EXERCISES TO COMPLETE:
1) According to the article about Inez Whitlow, why does she keep Huggies, baby wipes, and blankets in her car? Answer in one or two sentences.
2) Copy the stretch of the article about Inez Whitlow from "Hubert, Cynthia. Sacramento" through "young and pregnant." word for word.

SUPPLIED TEXT:
Hubert, Cynthia. Sacramento Bee, May 25, 2006, pg. J1.

A ringing phone in the middle of the night jars Inez Whitlow awake.

"The contractions are hurting really bad," says a desperate voice on the hotline.

Within minutes, Whitlow is dressed and behind the wheel of her blue Ford Expedition, peeling out of her Elk Grove cul-de-sac and heading for the hospital. Heading out to hold the hand of "one of my girls," as she calls them.

The "girls" are almost universally scared, confused and unprepared for motherhood, not unlike Whitlow herself when she was young and pregnant.

For the past 10 years, Whitlow and her nonprofit group Chicks in Crisis have been shepherding these women through their unplanned and unwanted pregnancies.

Some of her clients are suburban teenagers. Some are older women in jail or prison. Some are homeless drug addicts. Whitlow's mission is to do everything possible to make sure they deliver healthy babies, and help them map out futures for their children.

On some days, that means hauling cans of food and other supplies to pregnant women who live in shelters, ramshackle houses or along the river. On others, it means taking them to medical appointments and court dates. Whitlow's car is packed with Huggies and baby wipes and blankets, just in case she encounters a mother in need. Her garage serves as a food pantry and clothing closet for her "chicks." More times than she can remember, she has given up her own bed to a pregnant woman and taken in a newborn baby awaiting adoption.

"I just help my girls through difficult times, and I try not to judge them," she says.

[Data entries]
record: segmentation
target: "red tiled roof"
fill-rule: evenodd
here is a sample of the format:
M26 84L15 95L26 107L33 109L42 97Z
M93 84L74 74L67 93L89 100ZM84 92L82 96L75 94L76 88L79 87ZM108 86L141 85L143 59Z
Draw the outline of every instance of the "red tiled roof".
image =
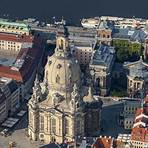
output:
M0 77L12 78L16 81L23 81L23 78L19 71L12 70L11 67L0 65Z
M107 137L98 138L93 145L93 148L110 148L112 139Z
M17 71L11 69L11 67L0 65L0 77L12 78L18 82L24 82L30 78L33 71L37 68L42 54L42 41L37 38L34 42L36 44L33 48L21 49L17 56L17 59L24 59L22 67ZM22 57L22 55L25 56Z
M15 35L8 33L0 33L0 40L11 42L30 42L32 43L34 37L32 35Z
M131 140L145 142L148 140L148 130L146 128L135 127L132 129Z

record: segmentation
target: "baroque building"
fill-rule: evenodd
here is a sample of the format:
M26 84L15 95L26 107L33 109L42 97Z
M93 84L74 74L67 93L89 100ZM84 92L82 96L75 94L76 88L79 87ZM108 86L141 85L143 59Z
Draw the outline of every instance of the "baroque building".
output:
M87 121L87 113L91 116L87 108L99 116L102 104L84 102L81 87L79 63L70 52L67 38L58 37L55 54L48 58L45 66L44 81L40 83L36 78L28 103L28 134L32 140L62 143L85 135L85 122L91 122ZM94 120L94 116L91 118ZM96 120L95 132L99 130L100 118Z
M148 64L142 58L136 62L124 64L127 70L127 92L130 97L140 97L148 93Z

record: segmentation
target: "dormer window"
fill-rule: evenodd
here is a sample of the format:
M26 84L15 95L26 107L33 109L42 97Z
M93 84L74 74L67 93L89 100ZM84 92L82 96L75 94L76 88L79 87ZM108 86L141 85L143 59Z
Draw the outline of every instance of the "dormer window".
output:
M57 65L57 69L60 69L61 67L62 67L61 64L58 64L58 65Z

SOLUTIONS:
1) She keeps them packed in her car in case she encounters a mother in need.

2)
Hubert, Cynthia. Sacramento Bee, May 25, 2006, pg. J1.

A ringing phone in the middle of the night jars Inez Whitlow awake.

"The contractions are hurting really bad," says a desperate voice on the hotline.

Within minutes, Whitlow is dressed and behind the wheel of her blue Ford Expedition, peeling out of her Elk Grove cul-de-sac and heading for the hospital. Heading out to hold the hand of "one of my girls," as she calls them.

The "girls" are almost universally scared, confused and unprepared for motherhood, not unlike Whitlow herself when she was young and pregnant.